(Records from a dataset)

------------------------------------------------------------------------

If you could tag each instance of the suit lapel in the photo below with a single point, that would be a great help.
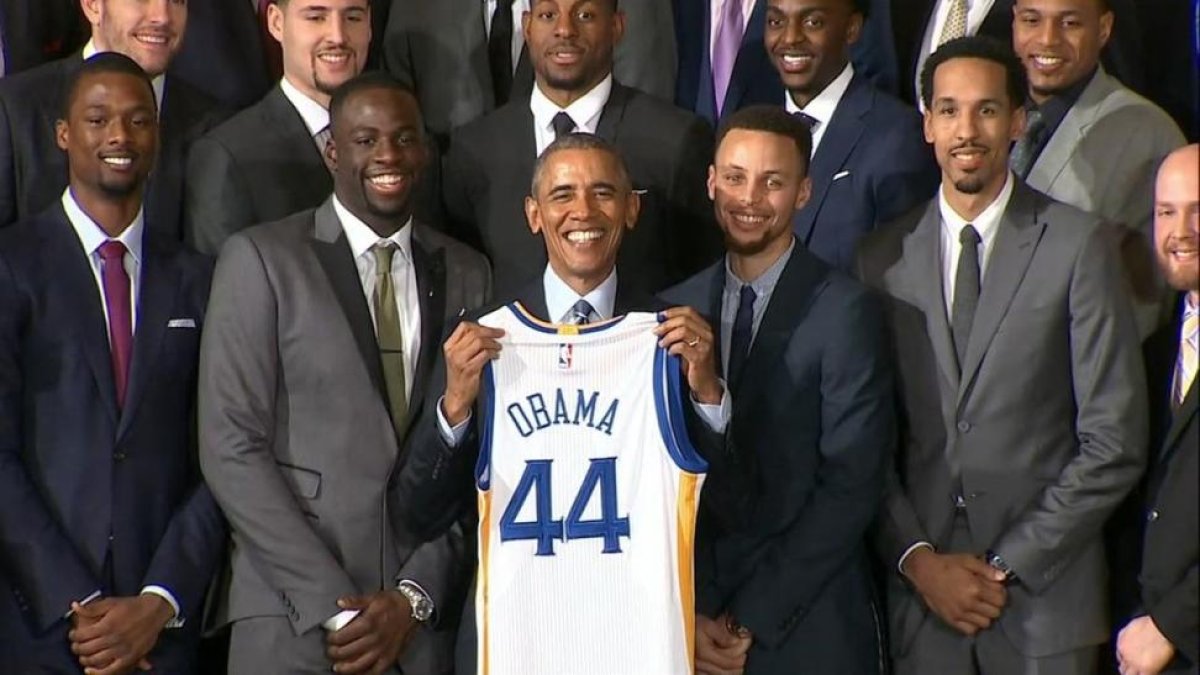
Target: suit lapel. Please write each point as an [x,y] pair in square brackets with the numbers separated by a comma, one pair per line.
[839,142]
[1015,243]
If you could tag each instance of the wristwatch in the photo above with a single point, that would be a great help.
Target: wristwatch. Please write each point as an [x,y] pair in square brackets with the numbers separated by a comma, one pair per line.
[423,607]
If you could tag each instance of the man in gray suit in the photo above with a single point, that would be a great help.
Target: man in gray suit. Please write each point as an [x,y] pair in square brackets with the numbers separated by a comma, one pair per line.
[322,332]
[1090,141]
[1021,398]
[444,52]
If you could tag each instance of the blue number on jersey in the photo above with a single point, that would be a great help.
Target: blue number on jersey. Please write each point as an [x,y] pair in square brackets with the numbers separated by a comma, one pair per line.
[601,475]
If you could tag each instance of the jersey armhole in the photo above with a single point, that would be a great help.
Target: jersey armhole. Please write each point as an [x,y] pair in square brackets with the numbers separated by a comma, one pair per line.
[669,408]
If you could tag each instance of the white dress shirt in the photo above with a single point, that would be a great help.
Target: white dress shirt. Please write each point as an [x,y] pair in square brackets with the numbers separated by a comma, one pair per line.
[585,111]
[823,105]
[91,238]
[519,9]
[977,11]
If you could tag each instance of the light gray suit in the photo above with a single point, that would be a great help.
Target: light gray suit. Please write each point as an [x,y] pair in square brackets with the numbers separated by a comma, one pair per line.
[297,442]
[1103,159]
[441,49]
[1042,431]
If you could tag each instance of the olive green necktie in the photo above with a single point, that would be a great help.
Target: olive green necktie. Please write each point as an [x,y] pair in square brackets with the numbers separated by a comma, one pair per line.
[389,335]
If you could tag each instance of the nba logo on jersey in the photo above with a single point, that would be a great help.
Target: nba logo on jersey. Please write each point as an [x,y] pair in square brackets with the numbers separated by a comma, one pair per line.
[588,488]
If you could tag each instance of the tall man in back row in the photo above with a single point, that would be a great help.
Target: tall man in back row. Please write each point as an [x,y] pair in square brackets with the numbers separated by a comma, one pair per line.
[1021,398]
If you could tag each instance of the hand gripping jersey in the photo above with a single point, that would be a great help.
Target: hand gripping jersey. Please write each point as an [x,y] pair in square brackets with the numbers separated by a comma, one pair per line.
[587,502]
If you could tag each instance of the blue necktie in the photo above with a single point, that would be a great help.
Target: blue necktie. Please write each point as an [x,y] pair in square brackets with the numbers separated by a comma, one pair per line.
[743,330]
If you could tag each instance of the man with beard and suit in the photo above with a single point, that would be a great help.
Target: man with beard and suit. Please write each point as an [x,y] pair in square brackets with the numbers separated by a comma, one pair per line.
[1162,637]
[265,162]
[33,171]
[870,162]
[490,162]
[1021,396]
[322,332]
[108,537]
[807,358]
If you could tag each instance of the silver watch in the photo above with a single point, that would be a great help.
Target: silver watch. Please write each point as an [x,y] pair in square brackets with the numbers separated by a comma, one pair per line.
[423,607]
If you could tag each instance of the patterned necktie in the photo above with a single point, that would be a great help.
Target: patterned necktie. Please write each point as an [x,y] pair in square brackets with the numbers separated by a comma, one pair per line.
[725,49]
[966,291]
[120,317]
[955,22]
[390,338]
[1186,364]
[581,314]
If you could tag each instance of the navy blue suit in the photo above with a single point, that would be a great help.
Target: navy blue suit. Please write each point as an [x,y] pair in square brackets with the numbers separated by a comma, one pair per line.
[94,496]
[814,412]
[754,79]
[873,166]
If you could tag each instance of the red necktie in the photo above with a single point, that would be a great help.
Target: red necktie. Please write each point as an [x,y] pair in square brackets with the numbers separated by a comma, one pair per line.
[120,320]
[271,51]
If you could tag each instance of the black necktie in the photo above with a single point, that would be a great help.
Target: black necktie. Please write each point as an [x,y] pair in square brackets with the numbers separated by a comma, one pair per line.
[966,291]
[743,330]
[563,125]
[499,52]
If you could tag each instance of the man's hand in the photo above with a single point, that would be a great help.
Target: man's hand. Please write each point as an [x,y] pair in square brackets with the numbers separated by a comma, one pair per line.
[685,334]
[718,651]
[966,592]
[468,348]
[1143,649]
[376,638]
[113,635]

------------------------------------------------------------------------

REQUIREMENT:
Copy every line above word for word and exclude the pictures.

SOLUTION BELOW:
If you could tag each instance of the suit lapel in the photo below with a single point, that would be a great help.
Target: suit lapel. Please write each point as an [x,y] pair in square brackets with the numbers separated by a comma, one pair per line.
[839,142]
[1015,243]
If you could tag each instance of the wristwatch in the photo above with a single point, that would be a great help.
Target: wristwatch. Please write each point as an [x,y] pair in square brackets with the numbers separated by a comma, one pair per line.
[423,607]
If you could tag each instance of the man in gray suit in the photo above with a single point, that would be a great help.
Target: man in gray suit. Please write each point as an [x,y] pair in square brackets with the numbers separated by a comma, one pair per line.
[322,332]
[1090,141]
[1021,398]
[444,52]
If you could tag each instance of the blue number on jersey in the photo above with a single point, that would be a great help.
Target: blue number on jersey. Please write each point as an [x,y] pair in square brackets with the numbers separated by a comma, one pair per line.
[601,475]
If you could tag each instance of the jersey armhole in the photo above with a single point, that would be a great help.
Target: jersey armhole. Please write each point as an [x,y] pair in square brackets with the numbers separated by a comma, one pair per line.
[669,408]
If you could tag each instance of the white dress shirt in the photo above with a single point, that would be a great help.
Target: white dress shirt. Please write each point as an [x,y] pair in square brackets with the numbers separated by a comma, one pair per line.
[585,111]
[823,105]
[91,238]
[519,9]
[977,11]
If you could tag each instance of the light gray suit in the photo above with a single point, that would be a great help.
Target: light gray suit. Please write each point as an [x,y] pair in square brackets with the numbers separated by a comma, one pair per line.
[297,442]
[1103,159]
[441,49]
[1042,431]
If you could tag each instance of the olive green necktie in the photo above with a single point, that would be a great help.
Target: olive green necktie. Please write each point as an [x,y] pair in square brackets with the numbers separated by a comma, one pair per line.
[389,335]
If you could tag each instance of the nba logo on jersey in the photo above with a single point, that would be a great help.
Target: nba logo on jersey. Please write each point as an [x,y] pair in square brackets with the numbers separated by a comma, one pair per line.
[588,488]
If you could tag each instance of the tall man in back row in the photo above with a single point, that would be a great help.
Target: tall man in back row. Please write each point as an [x,y] pair in square brackets with the numbers separated by a comma, one pair per line.
[1021,398]
If you could tag each instance of the hand gripping jersey in the photo above with a single point, that would be a great help.
Target: hand gripping jersey. Please write each point as an [x,y] pair in square brackets with the numbers separated by a comma, one pair per line.
[587,502]
If you could tag each instance of the blue necktie in the photo above with a single point, that would be a great help.
Target: blue necktie. Please write each point as an [x,y] pair in square brackets with the numbers separated by a comma, one pair per line.
[743,330]
If you could tag each instance of the man with beard and suit in the photo above with a single point, that would be a great help.
Target: man with beard and suit. Please write each point as an [x,y] pair in square brackets with the numbers separated by a comma, one pair per line.
[1162,637]
[265,162]
[33,171]
[870,162]
[490,162]
[1021,396]
[322,332]
[108,537]
[807,358]
If you could tag each instance of the silver watch in the photo above with a single point, that would be a great help.
Target: silver watch. Please write each point as an [x,y] pair in square brackets with the numbers separated by a comma, one pair per line.
[423,607]
If you could tag each instance of the patterned necktie in the photo above with a single point, that would be a great help.
Target: patterned necktie. Please write each point as an [x,y] pair in square brackets with the numbers separated by a comma, one pair per line.
[725,49]
[966,291]
[120,317]
[955,22]
[390,338]
[1186,364]
[581,314]
If you could tag each instance of the navy blue suit in the photo above with a single point, that would be a great help.
Target: navy blue suit. Please write each point as an [x,y] pair in square brackets with the numbers separated by a comma, one pair per line.
[94,496]
[814,412]
[754,79]
[873,166]
If you could tag each instance of the red necktie in the photo above with a single point, that would be a great help.
Target: red necktie. Please write each point as an [x,y] pair in square brackets with the numbers separated by a comma, one pair per line.
[120,320]
[271,51]
If you could tag each instance of the black necktie in the photo above with a single point, that would be a great help.
Target: black necktie. Please write each point as an [x,y] pair in square brackets with the numbers separated by a comma, one pair per line.
[966,291]
[743,330]
[563,125]
[499,52]
If you could tag each instance of the man's hand in the photo above with a single point, that would be a great help.
Target: man's hand. Please write each point as an [x,y] pair in square brackets with the numbers separated by a comma, one pair per line.
[685,334]
[718,651]
[966,592]
[468,348]
[1143,649]
[376,638]
[113,635]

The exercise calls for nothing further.